> _Quoted passage_
··········

Markets operate on the premise that a rising tide lifts all boats, and one look at the Dow Jones Industrial Average since 1896 proves this to be objectively true. Up only is the long-term market trend under any economic regime. And while the stock market is not the regular economy, Trump is a corrupt disruptor who has proven to pretty consistently buck trends at this point. Before 2018, the last year the S&P finished negative on the year was 2015, driven largely by the massive global stock selloff that was led by the major Chinese SSE Composite Index falling a staggering 43 percent in two months. Before that was 2011, where the S&P was basically flat as we were still recovering from the Great Financial Crisis, which along with the three-year tech bubble bursting from the most expensive stock market in history and the 2022 interest rate-driven pullback, were the only other times this century that the stock market finished down on the year. Aside from these broad-based economic contractions, the market declined over six percent just one other time between 1983 and 2018 (1990).

Which means that Trump has proven his policy does have a unique impact on the markets and he himself presents downside risk that other presidents don’t. Two out of his first four years as president, the market saw declines that were out of the ordinary, and the market is kidding itself if it thinks that’s not possible again. The Russell 2000 finished down 21.56 percent on the year in 2018, proving that some accepted wisdom about what Trump will mean for markets does not match the corrupt and confused reality he presents. To put the risk of stagflation in terms the market can understand, from 1972 to 1979, the S&P 500 was up a total of a little over six percent. I don’t know where markets will go in the next four years, but I do believe that Trump’s policies passed under this Republican trifecta are going to tell us a lot about what they will look like going forward.

··········

> _Directions_
- a) Reproduce the market commentary from "Which means that" to "like going forward.".
- b) In the market commentary, by what percentage did the Russell 2000 finish down in 2018?
- c) In two sentences, what does the market commentary say?

··········

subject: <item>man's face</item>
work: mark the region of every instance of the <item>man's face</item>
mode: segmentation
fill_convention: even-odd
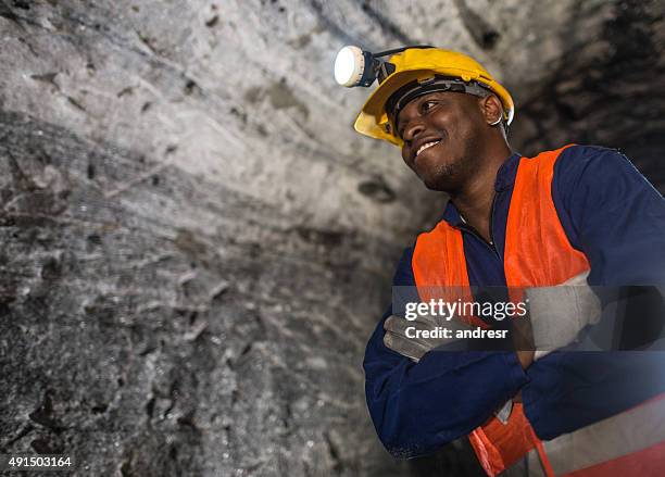
[[[454,193],[477,171],[487,127],[479,101],[461,92],[430,92],[400,111],[402,159],[427,188]]]

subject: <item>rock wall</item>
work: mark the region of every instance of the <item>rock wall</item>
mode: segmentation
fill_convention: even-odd
[[[438,217],[355,135],[344,43],[477,57],[513,143],[633,151],[663,186],[658,2],[0,1],[0,452],[74,475],[475,475],[393,461],[365,341]]]

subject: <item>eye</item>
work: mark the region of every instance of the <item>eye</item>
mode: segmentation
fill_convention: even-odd
[[[430,111],[434,106],[437,105],[437,101],[429,99],[427,101],[423,101],[421,103],[421,112],[422,113],[427,113],[428,111]]]

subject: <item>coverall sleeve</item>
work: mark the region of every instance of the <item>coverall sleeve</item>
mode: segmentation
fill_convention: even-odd
[[[407,249],[393,285],[413,286]],[[442,352],[416,364],[384,344],[384,322],[365,351],[365,394],[379,439],[398,457],[435,452],[467,435],[527,382],[513,352]]]
[[[554,204],[592,286],[665,284],[665,201],[619,152],[572,147],[555,165]],[[665,391],[663,352],[580,352],[527,368],[525,412],[541,439],[610,417]]]

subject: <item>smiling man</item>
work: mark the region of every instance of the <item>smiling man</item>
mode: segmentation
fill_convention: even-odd
[[[393,286],[417,287],[423,299],[432,286],[578,285],[550,298],[564,313],[544,328],[575,336],[594,313],[589,285],[665,284],[664,200],[626,156],[575,145],[513,152],[513,100],[464,54],[406,48],[380,72],[356,130],[399,146],[425,187],[450,196],[441,222],[405,250]],[[394,455],[468,436],[488,475],[665,468],[661,353],[589,353],[567,341],[540,354],[443,352],[410,338],[402,313],[386,313],[364,361],[369,413]]]

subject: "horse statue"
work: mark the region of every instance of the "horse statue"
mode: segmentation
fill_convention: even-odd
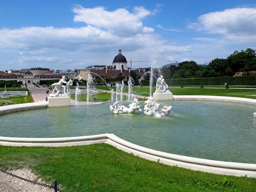
[[[64,79],[64,78],[62,79]],[[67,82],[65,81],[65,80],[64,81],[61,81],[62,80],[58,83],[55,83],[52,84],[52,93],[49,95],[49,96],[70,96],[69,92],[70,87],[73,85],[73,81],[71,79]],[[55,93],[55,91],[56,92],[56,93]]]

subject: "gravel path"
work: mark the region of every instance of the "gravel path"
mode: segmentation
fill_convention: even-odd
[[[42,181],[40,179],[38,179],[37,176],[35,175],[30,170],[28,169],[23,168],[7,171],[24,179],[33,180],[47,185],[52,185],[51,184],[46,183],[45,181]],[[49,189],[48,187],[35,185],[16,178],[2,172],[0,172],[0,192],[52,192],[53,191],[54,191],[53,189]]]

··········

> _Responses in order_
- a)
Which means that Trump has proven his policy does have a unique impact on the markets and he himself presents downside risk that other presidents don’t. Two out of his first four years as president, the market saw declines that were out of the ordinary, and the market is kidding itself if it thinks that’s not possible again. The Russell 2000 finished down 21.56 percent on the year in 2018, proving that some accepted wisdom about what Trump will mean for markets does not match the corrupt and confused reality he presents. To put the risk of stagflation in terms the market can understand, from 1972 to 1979, the S&P 500 was up a total of a little over six percent. I don’t know where markets will go in the next four years, but I do believe that Trump’s policies passed under this Republican trifecta are going to tell us a lot about what they will look like going forward.

- b) It finished down 21.56 percent on the year.

- c) The market's long-term trend is upward, and its down years this century came mainly during broad events such as the tech bubble bursting, the Great Financial Crisis, and the 2022 interest rate-driven pullback. Trump's policy has a unique impact on markets, shown by unusual declines in two of his first four years, including the Russell 2000's 21.56 percent drop in 2018, and the policies passed under the Republican trifecta will say a lot about where markets go.